READING PASSAGE
=== Section Start ===

By Elizabeth Comack
Previously published in the Winnipeg Free Press September 11, 2024
The Free Press reported on Aug. 30 the sentencing of Arcel Bissonnette, a doctor convicted of sexual assault against his female patients ( Sex-assaulting ex-doc earns 12-year jail sentence). At a trial last November, Bissonnette was convicted of sexually assaulting five women during pelvic examinations between 2001 and 2017. In February, the doctor pled guilty to charges involving the sexual assaults of two more women in 2005 and 2011.
The five women who had to take the stand and recount their experiences to the court should be lauded for their incredible courage. But statements made by the judge during sentencing are especially noteworthy.
The defence had argued for a sentence of nine years in prison on the grounds that Bissonnette had already suffered enough given the public shame he has endured and the loss of his career (the College of Physicians and Surgeons had revoked his medical licence in January). His lawyers also presented support letters from former co-workers and patients describing their client as “meticulous, trustworthy and kind.”
King’s Bench justice Sadie Bond, however, firmly rejected the defence’s position.
She pointed to the irreparable harms this ex-doctor had inflicted on his patients, telling him: “It’s not an exaggeration to say you have scarred your victims, perhaps for life… You violated their trust and abused your authority as a doctor.” The judge also acknowledged that the victims had “demonstrated courage and strength in coming forward … and resolving to take back their lives” and deemed the sexual violation of each of the women to be “egregious.”

=== Section End ===

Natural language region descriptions
=== Section Start ===

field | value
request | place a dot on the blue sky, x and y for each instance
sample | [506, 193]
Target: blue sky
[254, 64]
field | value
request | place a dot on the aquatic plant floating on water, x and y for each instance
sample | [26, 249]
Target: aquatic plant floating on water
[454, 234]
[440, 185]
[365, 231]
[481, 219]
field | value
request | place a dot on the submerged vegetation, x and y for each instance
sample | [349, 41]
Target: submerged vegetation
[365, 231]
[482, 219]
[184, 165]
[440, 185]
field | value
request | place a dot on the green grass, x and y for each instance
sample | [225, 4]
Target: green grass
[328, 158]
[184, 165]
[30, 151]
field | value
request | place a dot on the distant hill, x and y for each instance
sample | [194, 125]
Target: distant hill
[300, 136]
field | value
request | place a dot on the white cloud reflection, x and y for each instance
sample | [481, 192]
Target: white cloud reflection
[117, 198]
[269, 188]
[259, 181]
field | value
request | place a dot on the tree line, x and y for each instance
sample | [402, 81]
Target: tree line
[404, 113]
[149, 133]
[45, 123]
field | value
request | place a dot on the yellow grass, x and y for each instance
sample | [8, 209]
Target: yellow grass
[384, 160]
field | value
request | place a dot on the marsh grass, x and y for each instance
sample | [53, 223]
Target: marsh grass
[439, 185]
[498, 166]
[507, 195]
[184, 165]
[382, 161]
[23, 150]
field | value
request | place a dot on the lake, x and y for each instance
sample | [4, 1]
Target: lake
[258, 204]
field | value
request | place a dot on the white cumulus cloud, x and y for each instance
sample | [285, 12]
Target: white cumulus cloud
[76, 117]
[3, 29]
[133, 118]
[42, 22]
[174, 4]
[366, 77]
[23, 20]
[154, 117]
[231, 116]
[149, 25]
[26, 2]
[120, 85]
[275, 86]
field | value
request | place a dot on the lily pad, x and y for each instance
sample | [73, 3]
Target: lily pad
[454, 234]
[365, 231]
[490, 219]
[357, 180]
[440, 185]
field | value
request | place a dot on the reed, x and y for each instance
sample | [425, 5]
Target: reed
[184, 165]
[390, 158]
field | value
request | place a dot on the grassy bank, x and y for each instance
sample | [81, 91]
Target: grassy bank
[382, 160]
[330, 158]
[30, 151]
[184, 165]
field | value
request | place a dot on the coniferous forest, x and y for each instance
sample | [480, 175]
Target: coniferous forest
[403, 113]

=== Section End ===

EXERCISE DIRECTIONS
Reproduce word for word the part of the article on the Bissonnette sentencing that runs from "The five women" up to and including "are especially noteworthy.".

ANSWER TO THE EXERCISE
The five women who had to take the stand and recount their experiences to the court should be lauded for their incredible courage. But statements made by the judge during sentencing are especially noteworthy.